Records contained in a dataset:
******
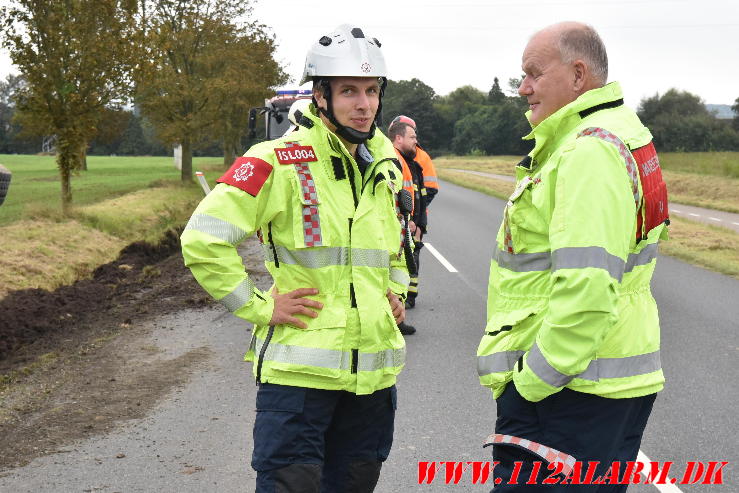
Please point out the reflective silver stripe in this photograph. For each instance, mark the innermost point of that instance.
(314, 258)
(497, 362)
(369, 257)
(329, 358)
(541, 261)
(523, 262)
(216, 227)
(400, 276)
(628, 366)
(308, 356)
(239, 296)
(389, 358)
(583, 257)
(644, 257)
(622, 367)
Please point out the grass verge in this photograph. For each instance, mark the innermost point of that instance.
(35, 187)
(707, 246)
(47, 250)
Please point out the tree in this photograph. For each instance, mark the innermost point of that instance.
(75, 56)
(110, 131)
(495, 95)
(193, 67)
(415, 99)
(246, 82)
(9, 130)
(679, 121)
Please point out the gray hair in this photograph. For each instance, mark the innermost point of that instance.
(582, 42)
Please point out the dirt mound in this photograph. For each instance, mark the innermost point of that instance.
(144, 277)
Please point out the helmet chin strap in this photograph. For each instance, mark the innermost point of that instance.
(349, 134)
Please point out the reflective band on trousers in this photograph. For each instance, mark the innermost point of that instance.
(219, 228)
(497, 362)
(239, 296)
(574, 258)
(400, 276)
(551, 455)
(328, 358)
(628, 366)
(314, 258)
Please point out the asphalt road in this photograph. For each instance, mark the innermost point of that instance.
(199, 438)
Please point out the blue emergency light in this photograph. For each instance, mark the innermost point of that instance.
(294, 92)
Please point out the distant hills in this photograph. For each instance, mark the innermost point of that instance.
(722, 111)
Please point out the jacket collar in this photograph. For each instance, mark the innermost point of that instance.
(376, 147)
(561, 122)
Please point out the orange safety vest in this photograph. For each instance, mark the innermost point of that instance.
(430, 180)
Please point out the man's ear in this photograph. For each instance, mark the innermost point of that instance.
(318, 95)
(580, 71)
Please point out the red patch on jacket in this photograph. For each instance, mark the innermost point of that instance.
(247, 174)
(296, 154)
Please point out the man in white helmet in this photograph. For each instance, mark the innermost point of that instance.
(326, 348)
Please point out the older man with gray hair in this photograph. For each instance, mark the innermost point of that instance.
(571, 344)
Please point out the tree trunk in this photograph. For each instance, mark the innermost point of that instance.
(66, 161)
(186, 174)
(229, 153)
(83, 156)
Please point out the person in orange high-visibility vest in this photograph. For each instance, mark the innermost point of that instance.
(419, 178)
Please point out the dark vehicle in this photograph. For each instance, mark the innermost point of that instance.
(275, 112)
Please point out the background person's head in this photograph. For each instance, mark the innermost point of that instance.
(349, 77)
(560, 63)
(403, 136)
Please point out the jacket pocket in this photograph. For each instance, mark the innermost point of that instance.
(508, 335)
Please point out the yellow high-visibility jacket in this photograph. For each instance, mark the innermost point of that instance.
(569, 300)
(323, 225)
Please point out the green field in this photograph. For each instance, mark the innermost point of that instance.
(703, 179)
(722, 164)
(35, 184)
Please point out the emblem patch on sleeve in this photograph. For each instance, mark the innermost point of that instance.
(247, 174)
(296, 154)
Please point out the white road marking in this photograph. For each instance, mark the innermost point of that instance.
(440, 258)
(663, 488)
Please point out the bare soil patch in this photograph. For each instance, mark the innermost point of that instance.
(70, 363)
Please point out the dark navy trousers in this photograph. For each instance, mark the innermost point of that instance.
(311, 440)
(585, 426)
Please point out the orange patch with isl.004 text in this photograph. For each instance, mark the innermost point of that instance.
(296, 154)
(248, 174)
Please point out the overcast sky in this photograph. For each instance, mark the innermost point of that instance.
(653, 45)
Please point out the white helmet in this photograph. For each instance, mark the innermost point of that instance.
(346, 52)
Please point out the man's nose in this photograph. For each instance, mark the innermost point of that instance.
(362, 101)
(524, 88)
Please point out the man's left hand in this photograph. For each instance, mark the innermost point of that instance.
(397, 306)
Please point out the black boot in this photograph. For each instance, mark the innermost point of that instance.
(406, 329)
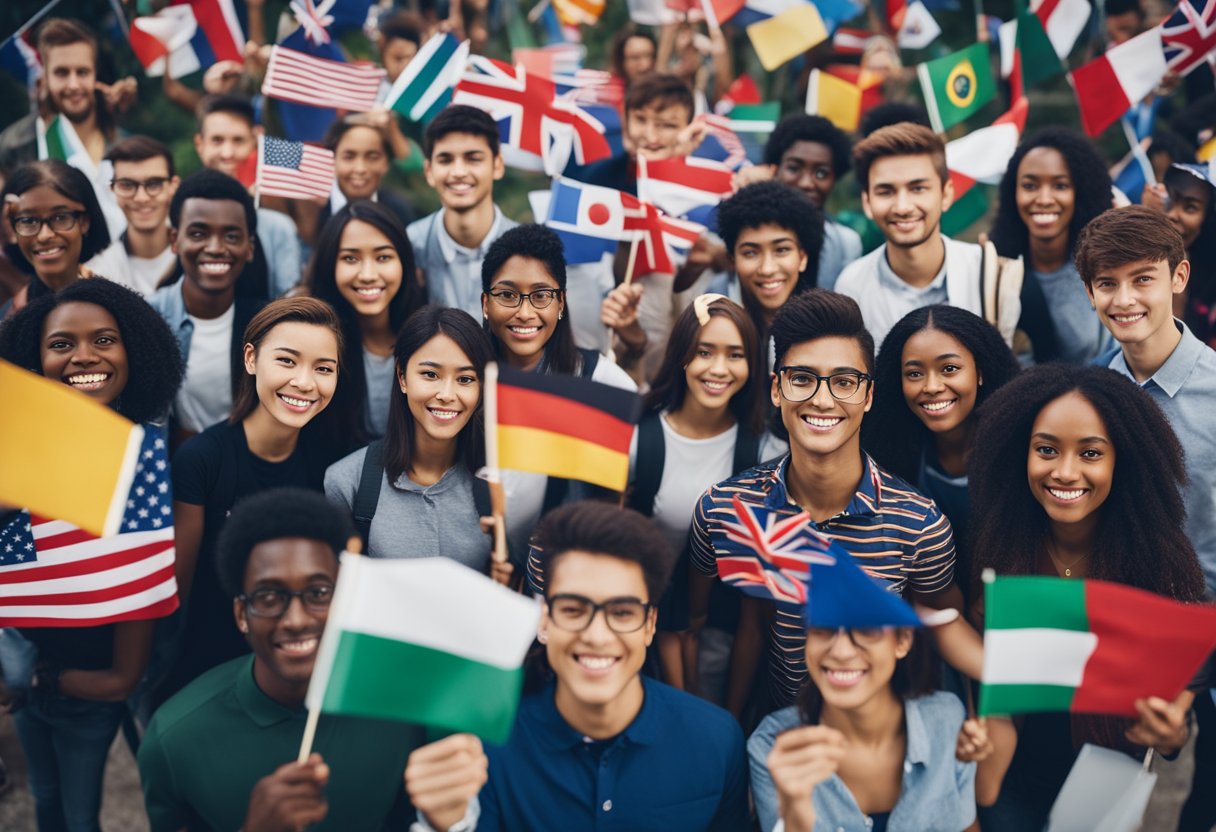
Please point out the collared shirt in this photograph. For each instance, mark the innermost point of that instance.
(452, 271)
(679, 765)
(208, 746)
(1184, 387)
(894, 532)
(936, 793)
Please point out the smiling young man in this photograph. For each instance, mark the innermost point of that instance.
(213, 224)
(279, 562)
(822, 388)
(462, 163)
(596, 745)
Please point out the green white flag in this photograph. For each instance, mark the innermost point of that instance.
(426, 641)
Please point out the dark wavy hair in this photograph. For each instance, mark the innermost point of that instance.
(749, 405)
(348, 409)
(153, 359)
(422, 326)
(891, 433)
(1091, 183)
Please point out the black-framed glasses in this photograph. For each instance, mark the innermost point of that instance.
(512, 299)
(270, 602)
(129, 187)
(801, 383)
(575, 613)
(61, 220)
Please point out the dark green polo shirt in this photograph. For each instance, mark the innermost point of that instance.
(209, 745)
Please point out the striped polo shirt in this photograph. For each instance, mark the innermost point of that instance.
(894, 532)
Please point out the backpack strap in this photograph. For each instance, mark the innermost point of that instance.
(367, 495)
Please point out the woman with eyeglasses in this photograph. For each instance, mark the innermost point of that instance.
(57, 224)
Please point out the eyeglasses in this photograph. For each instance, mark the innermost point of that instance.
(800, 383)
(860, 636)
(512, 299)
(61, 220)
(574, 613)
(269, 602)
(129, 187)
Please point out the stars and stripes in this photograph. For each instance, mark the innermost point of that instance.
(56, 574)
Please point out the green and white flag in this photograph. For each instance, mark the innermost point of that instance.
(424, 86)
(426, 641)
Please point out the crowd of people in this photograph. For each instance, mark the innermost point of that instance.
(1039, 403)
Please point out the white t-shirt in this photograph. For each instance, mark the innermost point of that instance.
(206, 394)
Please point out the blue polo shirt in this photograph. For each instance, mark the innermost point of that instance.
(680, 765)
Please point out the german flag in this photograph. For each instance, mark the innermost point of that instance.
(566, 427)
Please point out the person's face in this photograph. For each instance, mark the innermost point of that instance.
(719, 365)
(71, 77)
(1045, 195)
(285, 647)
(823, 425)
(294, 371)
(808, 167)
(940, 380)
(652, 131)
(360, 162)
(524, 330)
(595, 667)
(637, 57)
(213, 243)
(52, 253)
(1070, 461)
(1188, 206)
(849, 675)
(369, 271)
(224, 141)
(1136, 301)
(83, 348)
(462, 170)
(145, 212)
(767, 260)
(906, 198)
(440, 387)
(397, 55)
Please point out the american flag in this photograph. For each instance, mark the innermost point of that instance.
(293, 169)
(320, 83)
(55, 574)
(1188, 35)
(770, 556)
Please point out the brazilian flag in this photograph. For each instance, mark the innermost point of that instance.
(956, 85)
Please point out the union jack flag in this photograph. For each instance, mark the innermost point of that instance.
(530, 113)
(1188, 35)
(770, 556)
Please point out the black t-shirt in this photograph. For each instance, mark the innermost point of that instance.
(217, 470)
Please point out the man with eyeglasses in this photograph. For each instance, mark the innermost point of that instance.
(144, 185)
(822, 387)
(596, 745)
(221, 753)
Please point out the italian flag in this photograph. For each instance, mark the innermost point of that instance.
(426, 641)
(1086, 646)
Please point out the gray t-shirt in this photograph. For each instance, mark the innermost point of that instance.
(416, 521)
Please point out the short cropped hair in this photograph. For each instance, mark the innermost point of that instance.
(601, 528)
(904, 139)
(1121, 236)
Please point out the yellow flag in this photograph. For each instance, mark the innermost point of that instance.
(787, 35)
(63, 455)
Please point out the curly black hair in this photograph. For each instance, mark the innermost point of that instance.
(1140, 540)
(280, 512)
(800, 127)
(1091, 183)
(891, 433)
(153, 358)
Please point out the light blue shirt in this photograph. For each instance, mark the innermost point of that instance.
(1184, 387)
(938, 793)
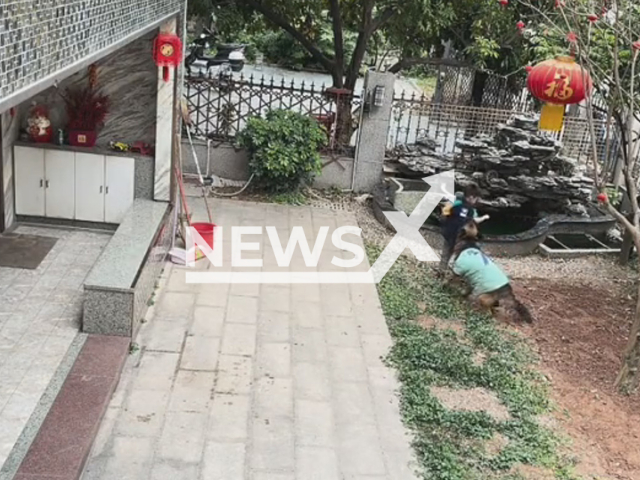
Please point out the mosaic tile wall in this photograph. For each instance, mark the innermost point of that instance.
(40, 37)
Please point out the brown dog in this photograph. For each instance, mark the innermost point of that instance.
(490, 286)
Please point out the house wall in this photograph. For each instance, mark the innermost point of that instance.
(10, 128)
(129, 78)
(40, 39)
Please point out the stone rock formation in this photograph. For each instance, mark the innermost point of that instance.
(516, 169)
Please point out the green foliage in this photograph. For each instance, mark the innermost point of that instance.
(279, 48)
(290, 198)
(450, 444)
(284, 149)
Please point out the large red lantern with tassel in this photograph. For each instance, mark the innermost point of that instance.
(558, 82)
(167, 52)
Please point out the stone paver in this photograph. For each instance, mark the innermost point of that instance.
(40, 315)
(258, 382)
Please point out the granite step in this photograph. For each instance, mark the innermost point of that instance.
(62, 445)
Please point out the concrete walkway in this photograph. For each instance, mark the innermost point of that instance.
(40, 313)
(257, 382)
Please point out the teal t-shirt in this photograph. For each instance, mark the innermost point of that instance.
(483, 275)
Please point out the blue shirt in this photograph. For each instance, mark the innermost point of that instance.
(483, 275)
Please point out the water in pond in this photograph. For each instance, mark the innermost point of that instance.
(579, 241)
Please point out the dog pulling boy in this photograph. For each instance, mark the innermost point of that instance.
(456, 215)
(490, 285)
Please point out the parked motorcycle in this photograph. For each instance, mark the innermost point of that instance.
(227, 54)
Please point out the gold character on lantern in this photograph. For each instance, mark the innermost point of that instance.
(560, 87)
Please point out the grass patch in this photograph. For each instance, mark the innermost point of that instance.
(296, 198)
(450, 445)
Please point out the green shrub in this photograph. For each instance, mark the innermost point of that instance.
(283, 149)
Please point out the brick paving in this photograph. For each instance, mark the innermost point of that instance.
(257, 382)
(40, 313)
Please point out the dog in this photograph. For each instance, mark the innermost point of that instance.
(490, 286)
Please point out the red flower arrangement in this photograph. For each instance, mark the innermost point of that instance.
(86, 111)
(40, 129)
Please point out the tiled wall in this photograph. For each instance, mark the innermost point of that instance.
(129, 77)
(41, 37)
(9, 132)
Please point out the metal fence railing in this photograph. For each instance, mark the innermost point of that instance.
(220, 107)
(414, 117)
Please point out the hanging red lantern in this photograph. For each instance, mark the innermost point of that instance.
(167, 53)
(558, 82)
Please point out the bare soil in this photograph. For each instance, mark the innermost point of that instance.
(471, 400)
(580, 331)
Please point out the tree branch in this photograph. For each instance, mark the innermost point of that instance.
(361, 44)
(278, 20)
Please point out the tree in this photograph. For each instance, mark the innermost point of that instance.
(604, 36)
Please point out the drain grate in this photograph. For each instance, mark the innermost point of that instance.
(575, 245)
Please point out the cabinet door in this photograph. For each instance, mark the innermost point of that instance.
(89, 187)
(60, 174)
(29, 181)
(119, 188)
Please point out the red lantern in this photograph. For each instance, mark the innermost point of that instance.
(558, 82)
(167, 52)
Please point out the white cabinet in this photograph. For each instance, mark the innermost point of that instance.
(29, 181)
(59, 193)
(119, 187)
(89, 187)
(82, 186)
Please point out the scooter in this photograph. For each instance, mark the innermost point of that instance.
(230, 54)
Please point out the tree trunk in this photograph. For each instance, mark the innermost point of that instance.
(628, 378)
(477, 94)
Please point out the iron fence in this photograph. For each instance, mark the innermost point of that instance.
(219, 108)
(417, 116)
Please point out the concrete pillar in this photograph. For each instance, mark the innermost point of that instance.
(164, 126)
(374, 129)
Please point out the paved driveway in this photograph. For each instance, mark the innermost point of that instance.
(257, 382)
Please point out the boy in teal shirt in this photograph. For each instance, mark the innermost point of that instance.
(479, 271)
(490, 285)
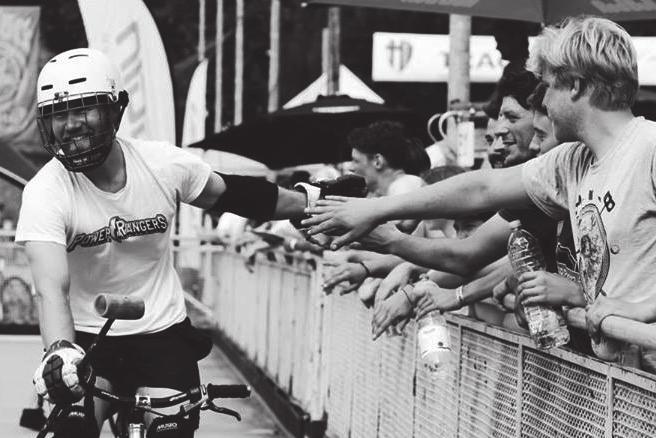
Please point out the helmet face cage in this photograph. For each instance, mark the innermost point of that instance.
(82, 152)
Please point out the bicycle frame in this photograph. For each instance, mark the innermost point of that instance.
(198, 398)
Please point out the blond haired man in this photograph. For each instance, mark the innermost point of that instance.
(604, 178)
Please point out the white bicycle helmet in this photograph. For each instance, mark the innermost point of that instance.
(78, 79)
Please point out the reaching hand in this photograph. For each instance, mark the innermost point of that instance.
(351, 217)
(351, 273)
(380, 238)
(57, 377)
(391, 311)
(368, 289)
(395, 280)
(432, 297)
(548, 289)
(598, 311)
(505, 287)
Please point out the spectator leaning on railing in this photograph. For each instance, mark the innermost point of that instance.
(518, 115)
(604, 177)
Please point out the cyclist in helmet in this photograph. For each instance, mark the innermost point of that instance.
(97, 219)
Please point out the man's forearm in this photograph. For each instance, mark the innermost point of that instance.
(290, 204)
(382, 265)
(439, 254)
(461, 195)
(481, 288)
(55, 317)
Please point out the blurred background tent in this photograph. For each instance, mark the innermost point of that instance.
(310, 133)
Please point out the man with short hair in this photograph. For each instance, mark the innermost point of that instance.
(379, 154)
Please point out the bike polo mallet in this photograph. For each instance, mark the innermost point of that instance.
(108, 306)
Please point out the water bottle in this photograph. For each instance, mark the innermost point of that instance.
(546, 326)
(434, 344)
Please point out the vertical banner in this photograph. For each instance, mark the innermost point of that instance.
******
In the listing above, find the line containing "Please point out the blurred", then reproduce it and each line after it through the end, exactly and with nothing added.

Please point out the blurred background tent in this photograph. For each instance, mark the innermost point of that instance.
(310, 133)
Please point out the man with short hair in this photograph. For each instance, mark the innermost point of that instance.
(379, 154)
Please point out the bike polo mallet in this photograph. For each instance, mark the innermost point of that instance.
(108, 306)
Please point out the water bottle in this photograph. For each instance, mark the innermost point of that instance.
(546, 326)
(434, 344)
Please point out the vertical banner in this photograph. For each instance, mark the innermost point of that instance.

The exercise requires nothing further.